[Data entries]

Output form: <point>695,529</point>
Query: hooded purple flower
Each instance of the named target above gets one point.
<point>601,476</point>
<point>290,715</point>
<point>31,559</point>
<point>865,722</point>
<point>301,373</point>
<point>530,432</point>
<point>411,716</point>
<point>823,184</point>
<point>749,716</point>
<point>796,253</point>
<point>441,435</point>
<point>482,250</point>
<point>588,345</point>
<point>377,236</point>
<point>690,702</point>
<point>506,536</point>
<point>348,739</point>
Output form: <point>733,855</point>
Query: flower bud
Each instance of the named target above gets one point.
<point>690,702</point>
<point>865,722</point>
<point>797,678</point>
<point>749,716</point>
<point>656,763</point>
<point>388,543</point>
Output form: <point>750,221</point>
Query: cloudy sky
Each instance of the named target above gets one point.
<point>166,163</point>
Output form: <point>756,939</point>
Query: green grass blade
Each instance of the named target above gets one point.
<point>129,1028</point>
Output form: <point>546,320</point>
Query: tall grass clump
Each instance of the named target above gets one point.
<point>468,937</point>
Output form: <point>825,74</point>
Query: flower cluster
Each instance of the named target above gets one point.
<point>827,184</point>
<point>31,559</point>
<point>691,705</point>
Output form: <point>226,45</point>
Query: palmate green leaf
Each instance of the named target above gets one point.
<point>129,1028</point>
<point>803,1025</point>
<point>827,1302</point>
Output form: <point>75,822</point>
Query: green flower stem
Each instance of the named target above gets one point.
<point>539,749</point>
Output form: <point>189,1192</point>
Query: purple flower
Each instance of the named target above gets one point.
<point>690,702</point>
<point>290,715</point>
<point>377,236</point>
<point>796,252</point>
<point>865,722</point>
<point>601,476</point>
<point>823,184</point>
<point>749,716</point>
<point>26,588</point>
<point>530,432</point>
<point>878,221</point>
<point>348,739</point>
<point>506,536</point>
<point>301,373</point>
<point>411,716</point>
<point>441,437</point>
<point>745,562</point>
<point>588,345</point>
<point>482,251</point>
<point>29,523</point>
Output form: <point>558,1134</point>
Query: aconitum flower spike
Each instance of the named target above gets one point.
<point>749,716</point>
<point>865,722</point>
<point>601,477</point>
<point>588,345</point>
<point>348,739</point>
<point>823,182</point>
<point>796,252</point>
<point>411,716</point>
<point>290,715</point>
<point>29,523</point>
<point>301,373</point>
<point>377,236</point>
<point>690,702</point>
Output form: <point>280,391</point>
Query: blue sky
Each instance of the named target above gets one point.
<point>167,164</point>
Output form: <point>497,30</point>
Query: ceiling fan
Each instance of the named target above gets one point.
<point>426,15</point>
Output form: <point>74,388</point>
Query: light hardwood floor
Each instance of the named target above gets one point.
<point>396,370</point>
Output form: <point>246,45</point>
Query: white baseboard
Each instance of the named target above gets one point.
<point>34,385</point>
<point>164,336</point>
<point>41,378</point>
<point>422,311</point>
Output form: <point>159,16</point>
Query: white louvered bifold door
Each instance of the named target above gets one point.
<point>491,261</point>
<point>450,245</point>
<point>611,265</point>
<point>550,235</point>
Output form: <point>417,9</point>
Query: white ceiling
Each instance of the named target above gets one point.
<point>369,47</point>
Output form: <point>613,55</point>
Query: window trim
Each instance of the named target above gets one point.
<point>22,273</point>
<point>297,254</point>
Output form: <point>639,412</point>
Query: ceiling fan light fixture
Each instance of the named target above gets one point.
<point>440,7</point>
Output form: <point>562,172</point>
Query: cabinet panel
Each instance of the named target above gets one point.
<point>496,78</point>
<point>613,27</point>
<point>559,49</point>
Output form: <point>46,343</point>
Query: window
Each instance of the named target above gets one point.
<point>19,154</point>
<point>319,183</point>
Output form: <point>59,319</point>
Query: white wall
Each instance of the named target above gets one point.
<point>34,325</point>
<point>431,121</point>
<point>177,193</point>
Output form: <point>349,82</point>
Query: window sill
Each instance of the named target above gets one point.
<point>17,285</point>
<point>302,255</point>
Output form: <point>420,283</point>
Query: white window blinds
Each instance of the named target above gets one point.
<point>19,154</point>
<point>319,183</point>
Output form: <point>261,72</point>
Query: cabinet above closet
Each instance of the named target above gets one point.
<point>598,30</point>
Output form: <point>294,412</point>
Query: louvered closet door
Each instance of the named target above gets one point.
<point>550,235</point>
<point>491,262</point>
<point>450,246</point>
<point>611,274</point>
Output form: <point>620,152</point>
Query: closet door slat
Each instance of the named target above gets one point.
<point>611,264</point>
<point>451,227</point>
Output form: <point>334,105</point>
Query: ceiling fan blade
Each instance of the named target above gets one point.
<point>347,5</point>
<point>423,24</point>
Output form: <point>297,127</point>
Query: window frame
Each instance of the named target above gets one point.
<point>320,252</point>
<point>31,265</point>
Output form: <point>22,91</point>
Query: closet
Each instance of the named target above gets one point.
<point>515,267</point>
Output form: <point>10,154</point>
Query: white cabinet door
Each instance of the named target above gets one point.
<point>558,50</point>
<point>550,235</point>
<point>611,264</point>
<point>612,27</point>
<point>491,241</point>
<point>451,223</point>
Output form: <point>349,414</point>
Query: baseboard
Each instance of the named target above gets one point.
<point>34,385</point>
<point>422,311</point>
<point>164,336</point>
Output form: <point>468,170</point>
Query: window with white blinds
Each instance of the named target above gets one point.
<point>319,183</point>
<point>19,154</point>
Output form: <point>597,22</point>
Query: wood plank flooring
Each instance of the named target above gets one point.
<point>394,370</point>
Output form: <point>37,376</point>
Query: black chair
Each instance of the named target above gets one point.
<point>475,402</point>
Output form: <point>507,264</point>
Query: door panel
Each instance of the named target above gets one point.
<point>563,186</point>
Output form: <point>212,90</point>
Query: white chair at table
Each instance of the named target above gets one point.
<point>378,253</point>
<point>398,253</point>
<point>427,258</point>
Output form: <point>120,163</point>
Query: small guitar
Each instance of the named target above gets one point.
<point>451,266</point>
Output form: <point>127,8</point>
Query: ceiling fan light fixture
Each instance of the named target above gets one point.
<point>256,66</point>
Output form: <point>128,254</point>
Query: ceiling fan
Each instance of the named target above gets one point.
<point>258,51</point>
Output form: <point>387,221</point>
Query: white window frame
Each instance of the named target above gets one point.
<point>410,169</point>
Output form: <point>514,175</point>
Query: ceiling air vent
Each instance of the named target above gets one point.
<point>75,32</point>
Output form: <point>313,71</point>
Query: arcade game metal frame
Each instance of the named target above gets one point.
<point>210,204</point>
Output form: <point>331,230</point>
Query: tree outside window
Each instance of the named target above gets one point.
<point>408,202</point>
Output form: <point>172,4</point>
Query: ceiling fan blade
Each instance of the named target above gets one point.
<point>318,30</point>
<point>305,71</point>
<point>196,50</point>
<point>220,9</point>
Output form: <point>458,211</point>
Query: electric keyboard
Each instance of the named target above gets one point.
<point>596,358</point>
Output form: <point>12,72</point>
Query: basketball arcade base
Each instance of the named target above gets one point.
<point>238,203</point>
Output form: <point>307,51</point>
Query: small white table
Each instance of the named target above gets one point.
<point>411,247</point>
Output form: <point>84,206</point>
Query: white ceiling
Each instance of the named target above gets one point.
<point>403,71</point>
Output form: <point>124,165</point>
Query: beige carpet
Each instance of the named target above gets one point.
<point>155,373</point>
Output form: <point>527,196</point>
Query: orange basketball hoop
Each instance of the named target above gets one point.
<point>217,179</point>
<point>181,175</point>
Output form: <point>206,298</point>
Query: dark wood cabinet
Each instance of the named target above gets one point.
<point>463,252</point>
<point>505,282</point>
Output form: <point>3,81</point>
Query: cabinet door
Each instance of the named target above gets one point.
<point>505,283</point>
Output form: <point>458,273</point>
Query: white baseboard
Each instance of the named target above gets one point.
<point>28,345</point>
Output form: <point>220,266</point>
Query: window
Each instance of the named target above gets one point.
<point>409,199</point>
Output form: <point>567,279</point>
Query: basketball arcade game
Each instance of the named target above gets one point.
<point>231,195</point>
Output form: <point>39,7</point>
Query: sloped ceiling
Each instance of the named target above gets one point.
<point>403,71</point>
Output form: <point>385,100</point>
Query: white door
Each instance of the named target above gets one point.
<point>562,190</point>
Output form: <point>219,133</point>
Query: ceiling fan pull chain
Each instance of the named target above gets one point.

WHAT YOU HAVE TO DO:
Output only the lines from the one holding "Output form: <point>3,81</point>" through the last line above, exactly as they appear.

EXERCISE RESPONSE:
Output form: <point>3,81</point>
Query: cabinet door
Each instance of the named target above gets one point.
<point>505,283</point>
Output form: <point>458,273</point>
Query: white baseboard
Each instance of the named target above gets one point.
<point>28,345</point>
Output form: <point>220,266</point>
Query: window
Each instance of the named target above gets one point.
<point>409,199</point>
Output form: <point>567,279</point>
Query: basketball arcade game
Each instance of the named target above gets one point.
<point>231,195</point>
Output form: <point>39,7</point>
Query: sloped ceiling
Each instance of the named target above gets one point.
<point>403,71</point>
Output form: <point>385,100</point>
Query: white door
Each instance of the named target above gets one point.
<point>562,190</point>
Output form: <point>219,133</point>
Query: ceiling fan pull chain
Each instance of the named target above gets one point.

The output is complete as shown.